**Problema planteado 1**
Copia íntegro y sin ningún cambio el texto sobre la gracia y la vida consagrada.
**Problema planteado 2**
Identifica todas las filas que contengan la cadena "blue" y cópialas, por favor. Se distinguen mayúsculas y minúsculas.

**Texto de lectura**
Pero no existía persona o medio o instrumento institucional que pudiese transmitir por fuerza intrínseca a los hombres, aun a los más disponibles, la santidad de Dios. Ésta sería la gran novedad del bautismo cristiano, por medio del cual los creyentes tienen «el corazón purificado» (Hb 10, 22), y están interiormente «lavados... santificados... justificados en el nombre del Señor Jesucristo y en el Espíritu de nuestro Dios» (1 Co 6, 1 l).

3. Elemento esencial de la Ley evangélica es la gracia, que es una fuerza de vida justificante y salvífica, como explica santo Tomás (cf. Summa Theol., I-II, q. 106, a. 2), siguiendo a san Agustín (cf. De spiritu et littera, c. 17). Cristo toma posesión de la persona desde dentro ya con el bautismo, en el que comienza su acción santíficadora, «consagrándola» y suscitando en ella la exigencia de una respuesta que él mismo hace posible con su gracia en la medida de la capacidad físico-psíquica, espiritual y moral de] sujeto. El dominio soberano que ejerce la gracia de Cristo en la consagración no disminuye en absoluto la libertad de la respuesta a la llamada ni el valor y la importancia del compromiso humano. Eso resulta especialmente evidente en la llamada a la práctica de los consejos evangélicos. La invitación de Cristo va acompañada de una gracia que eleva a la persona humana, dotándola de capacidades de orden superior para seguir esos consejos. Esto significa que en la vida consagrada existe un desarrollo de la misma personalidad humana, no frustrada sino elevada y valorizada por el don divino.

[Entradas de datos guardadas]

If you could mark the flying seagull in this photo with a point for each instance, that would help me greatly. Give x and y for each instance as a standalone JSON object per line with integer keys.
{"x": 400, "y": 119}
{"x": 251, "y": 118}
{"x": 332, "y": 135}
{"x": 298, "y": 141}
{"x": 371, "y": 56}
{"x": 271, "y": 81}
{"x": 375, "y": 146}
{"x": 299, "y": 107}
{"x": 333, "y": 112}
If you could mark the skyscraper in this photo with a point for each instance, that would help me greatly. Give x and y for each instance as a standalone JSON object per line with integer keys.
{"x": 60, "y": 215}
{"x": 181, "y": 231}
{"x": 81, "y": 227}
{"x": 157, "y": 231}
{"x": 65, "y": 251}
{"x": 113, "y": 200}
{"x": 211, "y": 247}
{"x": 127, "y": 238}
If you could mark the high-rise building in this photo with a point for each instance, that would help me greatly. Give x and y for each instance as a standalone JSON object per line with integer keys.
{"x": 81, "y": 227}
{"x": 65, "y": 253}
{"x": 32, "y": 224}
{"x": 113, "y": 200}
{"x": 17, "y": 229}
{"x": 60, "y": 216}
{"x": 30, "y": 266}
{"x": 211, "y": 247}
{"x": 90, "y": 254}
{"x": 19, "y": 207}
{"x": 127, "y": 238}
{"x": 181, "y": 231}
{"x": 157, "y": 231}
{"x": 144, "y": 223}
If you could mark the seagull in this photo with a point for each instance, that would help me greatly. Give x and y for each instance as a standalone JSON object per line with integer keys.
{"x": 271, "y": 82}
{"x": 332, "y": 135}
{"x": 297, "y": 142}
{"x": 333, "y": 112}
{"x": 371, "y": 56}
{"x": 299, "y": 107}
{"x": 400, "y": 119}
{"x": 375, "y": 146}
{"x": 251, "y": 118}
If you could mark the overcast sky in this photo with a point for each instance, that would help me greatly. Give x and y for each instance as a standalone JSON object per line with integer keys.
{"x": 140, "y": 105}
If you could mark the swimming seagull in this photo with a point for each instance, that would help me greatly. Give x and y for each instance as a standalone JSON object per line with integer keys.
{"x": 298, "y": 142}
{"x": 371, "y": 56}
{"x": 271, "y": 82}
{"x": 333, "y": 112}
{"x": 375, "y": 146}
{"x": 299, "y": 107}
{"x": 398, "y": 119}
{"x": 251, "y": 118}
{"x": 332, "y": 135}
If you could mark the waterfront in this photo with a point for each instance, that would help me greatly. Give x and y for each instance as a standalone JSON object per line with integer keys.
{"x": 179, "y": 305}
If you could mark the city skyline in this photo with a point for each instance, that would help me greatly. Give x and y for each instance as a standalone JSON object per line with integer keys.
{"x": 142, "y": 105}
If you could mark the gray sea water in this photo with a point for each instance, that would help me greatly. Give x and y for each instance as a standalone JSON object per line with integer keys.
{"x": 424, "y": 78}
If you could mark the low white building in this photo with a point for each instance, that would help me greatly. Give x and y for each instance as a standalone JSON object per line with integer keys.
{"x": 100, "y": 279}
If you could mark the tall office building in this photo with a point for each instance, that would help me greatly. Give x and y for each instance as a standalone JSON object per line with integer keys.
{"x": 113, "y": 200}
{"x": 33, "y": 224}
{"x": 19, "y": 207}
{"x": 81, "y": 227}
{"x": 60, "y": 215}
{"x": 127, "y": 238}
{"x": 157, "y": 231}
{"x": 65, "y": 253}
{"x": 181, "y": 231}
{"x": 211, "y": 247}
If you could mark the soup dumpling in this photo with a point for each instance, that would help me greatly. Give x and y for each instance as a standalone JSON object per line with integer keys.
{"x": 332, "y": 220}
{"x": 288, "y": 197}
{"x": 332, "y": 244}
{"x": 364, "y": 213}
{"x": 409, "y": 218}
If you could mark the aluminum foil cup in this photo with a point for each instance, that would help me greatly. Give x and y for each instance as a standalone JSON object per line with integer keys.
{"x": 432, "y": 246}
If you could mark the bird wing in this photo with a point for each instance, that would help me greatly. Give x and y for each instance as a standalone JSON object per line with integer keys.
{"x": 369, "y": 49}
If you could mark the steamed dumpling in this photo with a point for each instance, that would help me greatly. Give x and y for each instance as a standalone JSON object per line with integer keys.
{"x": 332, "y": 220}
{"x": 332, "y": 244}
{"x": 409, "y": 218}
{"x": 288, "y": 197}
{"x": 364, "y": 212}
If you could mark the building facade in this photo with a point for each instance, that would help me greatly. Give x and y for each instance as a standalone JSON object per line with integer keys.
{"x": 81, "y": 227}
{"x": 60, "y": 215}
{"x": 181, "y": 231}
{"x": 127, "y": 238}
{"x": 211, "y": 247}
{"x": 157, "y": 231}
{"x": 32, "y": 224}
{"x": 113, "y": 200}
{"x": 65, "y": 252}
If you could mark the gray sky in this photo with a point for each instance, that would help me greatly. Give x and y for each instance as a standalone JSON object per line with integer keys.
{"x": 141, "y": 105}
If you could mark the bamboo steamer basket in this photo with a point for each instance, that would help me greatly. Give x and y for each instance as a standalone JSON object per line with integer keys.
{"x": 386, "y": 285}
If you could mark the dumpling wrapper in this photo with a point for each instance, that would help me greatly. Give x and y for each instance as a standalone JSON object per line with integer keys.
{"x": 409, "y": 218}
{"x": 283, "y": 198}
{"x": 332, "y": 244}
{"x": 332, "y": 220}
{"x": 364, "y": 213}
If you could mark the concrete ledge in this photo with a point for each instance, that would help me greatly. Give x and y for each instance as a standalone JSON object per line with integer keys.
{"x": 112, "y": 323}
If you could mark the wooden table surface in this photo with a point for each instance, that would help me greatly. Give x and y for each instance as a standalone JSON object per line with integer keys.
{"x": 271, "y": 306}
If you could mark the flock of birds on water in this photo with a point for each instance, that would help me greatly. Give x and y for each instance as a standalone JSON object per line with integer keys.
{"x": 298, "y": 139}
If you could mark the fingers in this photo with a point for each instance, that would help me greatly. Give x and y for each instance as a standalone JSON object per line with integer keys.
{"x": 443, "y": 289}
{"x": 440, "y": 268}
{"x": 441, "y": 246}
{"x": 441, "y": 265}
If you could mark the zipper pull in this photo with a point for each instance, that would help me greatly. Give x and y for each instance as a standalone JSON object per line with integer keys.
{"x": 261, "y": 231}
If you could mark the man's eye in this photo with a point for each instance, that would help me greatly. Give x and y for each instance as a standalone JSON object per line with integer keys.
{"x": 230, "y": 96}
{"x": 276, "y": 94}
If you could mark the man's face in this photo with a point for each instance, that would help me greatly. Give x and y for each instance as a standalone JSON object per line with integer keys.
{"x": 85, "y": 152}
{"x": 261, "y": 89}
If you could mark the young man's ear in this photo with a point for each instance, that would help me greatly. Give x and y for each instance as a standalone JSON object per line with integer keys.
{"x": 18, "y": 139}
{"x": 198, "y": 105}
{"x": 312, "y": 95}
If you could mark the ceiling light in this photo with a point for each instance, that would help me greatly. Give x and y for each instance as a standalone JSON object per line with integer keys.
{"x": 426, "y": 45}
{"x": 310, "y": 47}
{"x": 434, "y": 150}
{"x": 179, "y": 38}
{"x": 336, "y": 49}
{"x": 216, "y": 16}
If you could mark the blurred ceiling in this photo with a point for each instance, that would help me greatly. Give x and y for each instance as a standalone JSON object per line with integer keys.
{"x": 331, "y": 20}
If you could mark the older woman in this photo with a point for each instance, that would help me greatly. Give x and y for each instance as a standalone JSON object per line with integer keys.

...

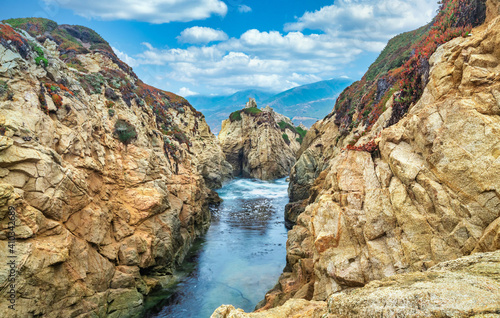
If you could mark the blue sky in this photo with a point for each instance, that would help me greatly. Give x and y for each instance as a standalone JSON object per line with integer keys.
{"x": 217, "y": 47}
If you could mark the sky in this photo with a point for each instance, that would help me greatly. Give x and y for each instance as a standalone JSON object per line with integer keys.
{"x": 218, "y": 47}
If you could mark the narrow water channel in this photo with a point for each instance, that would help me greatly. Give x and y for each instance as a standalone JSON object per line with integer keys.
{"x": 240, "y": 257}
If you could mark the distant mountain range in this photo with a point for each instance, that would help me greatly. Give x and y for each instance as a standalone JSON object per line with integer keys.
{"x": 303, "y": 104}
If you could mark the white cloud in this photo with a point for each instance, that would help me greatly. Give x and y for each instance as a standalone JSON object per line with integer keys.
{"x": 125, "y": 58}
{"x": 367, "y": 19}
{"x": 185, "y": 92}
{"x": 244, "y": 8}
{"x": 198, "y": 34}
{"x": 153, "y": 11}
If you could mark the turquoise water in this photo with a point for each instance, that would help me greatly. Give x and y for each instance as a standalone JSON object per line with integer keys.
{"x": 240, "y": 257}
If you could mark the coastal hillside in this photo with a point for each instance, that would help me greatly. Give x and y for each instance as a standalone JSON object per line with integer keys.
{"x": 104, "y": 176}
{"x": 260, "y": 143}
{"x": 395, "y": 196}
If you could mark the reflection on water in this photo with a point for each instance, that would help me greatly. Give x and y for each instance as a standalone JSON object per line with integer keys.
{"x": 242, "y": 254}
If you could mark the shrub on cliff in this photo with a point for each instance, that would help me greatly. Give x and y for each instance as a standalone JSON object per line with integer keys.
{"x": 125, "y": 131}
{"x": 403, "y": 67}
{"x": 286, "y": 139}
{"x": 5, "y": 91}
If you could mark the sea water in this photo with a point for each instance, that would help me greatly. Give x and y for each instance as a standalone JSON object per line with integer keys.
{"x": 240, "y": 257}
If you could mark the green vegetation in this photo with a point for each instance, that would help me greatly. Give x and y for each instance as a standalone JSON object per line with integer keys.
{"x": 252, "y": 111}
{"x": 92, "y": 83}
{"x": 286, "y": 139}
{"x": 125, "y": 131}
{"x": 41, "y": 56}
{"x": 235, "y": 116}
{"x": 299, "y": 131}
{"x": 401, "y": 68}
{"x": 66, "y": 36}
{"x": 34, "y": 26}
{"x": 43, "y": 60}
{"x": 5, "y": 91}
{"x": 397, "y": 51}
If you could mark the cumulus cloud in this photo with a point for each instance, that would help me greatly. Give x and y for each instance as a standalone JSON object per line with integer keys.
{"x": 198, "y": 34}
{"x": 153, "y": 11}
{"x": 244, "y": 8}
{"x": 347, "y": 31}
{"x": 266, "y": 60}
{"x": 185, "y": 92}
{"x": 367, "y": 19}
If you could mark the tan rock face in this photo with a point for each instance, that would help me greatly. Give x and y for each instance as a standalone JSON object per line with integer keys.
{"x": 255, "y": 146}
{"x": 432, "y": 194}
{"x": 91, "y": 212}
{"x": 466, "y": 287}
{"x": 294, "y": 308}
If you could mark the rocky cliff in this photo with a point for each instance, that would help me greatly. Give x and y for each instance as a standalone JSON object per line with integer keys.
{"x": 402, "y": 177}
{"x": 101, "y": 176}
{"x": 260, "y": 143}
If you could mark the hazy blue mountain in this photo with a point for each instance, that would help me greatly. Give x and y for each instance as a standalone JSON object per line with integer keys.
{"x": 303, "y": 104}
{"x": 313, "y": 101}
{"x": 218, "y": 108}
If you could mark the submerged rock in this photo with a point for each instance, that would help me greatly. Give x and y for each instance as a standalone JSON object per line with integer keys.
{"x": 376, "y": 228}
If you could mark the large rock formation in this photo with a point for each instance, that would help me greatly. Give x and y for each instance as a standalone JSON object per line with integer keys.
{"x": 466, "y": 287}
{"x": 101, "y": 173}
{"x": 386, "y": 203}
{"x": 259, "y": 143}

==

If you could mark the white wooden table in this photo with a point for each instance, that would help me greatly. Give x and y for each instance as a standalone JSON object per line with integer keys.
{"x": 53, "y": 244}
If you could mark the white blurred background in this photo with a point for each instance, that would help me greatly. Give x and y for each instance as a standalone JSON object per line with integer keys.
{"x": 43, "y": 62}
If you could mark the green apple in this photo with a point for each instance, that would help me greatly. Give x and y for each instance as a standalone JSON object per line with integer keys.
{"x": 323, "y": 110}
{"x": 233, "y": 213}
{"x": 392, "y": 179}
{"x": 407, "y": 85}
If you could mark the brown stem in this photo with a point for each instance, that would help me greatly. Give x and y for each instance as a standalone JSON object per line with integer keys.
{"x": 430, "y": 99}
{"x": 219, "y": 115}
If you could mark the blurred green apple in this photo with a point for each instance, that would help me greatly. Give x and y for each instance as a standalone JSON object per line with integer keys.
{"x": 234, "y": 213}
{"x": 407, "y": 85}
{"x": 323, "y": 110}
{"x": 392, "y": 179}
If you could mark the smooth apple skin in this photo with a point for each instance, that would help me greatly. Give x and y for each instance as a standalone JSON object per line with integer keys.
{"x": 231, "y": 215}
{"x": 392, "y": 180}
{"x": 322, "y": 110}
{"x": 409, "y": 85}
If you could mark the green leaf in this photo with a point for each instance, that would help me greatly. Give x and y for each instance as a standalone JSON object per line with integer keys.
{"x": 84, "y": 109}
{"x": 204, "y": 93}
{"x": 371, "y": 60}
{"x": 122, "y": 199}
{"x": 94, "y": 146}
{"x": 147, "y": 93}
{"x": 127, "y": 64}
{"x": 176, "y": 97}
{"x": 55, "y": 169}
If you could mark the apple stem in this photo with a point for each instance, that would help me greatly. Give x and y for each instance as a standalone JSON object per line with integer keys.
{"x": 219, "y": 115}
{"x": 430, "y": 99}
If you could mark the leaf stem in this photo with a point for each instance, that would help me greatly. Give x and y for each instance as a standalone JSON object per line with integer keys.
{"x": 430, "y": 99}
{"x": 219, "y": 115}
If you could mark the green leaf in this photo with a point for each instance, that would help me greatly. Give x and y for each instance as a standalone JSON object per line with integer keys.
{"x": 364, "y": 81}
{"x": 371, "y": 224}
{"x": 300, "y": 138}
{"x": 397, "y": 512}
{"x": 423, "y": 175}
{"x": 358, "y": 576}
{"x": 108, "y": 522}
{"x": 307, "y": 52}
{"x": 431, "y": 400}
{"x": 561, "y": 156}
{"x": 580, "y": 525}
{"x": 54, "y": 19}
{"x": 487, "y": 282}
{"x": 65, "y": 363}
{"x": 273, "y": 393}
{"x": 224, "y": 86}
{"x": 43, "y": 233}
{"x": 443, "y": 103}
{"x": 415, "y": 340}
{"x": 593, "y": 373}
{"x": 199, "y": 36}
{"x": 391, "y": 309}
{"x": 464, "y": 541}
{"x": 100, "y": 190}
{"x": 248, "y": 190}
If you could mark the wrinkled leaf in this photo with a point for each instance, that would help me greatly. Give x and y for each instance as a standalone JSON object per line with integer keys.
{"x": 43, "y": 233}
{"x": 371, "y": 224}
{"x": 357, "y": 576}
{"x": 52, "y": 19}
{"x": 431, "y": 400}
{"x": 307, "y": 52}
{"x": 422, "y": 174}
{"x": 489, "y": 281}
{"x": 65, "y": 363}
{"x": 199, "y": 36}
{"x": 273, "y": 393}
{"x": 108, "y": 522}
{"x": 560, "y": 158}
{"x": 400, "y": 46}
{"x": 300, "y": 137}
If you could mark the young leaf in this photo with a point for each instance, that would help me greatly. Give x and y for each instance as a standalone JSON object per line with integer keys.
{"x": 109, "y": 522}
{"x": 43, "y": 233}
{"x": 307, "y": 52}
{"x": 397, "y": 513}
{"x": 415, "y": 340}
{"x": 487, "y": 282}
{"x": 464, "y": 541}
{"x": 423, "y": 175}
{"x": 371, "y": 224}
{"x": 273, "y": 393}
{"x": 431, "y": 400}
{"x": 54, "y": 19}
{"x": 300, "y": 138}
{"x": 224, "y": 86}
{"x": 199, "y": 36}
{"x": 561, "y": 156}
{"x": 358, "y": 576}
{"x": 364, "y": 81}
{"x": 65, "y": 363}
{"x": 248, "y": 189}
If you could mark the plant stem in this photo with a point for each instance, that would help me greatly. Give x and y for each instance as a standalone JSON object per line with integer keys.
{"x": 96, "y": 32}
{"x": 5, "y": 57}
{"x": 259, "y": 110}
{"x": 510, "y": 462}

**Respuesta correcta 1**
Pero no existía persona o medio o instrumento institucional que pudiese transmitir por fuerza intrínseca a los hombres, aun a los más disponibles, la santidad de Dios. Ésta sería la gran novedad del bautismo cristiano, por medio del cual los creyentes tienen «el corazón purificado» (Hb 10, 22), y están interiormente «lavados... santificados... justificados en el nombre del Señor Jesucristo y en el Espíritu de nuestro Dios» (1 Co 6, 1 l).

3. Elemento esencial de la Ley evangélica es la gracia, que es una fuerza de vida justificante y salvífica, como explica santo Tomás (cf. Summa Theol., I-II, q. 106, a. 2), siguiendo a san Agustín (cf. De spiritu et littera, c. 17). Cristo toma posesión de la persona desde dentro ya con el bautismo, en el que comienza su acción santíficadora, «consagrándola» y suscitando en ella la exigencia de una respuesta que él mismo hace posible con su gracia en la medida de la capacidad físico-psíquica, espiritual y moral de] sujeto. El dominio soberano que ejerce la gracia de Cristo en la consagración no disminuye en absoluto la libertad de la respuesta a la llamada ni el valor y la importancia del compromiso humano. Eso resulta especialmente evidente en la llamada a la práctica de los consejos evangélicos. La invitación de Cristo va acompañada de una gracia que eleva a la persona humana, dotándola de capacidades de orden superior para seguir esos consejos. Esto significa que en la vida consagrada existe un desarrollo de la misma personalidad humana, no frustrada sino elevada y valorizada por el don divino.

**Respuesta correcta 2**
If you could mark the blue sky in this photo with a point for each instance, that would help me greatly. Give x and y for each instance as a standalone JSON object per line with integer keys.
If you could mark the hazy blue mountain in this photo with a point for each instance, that would help me greatly. Give x and y for each instance as a standalone JSON object per line with integer keys.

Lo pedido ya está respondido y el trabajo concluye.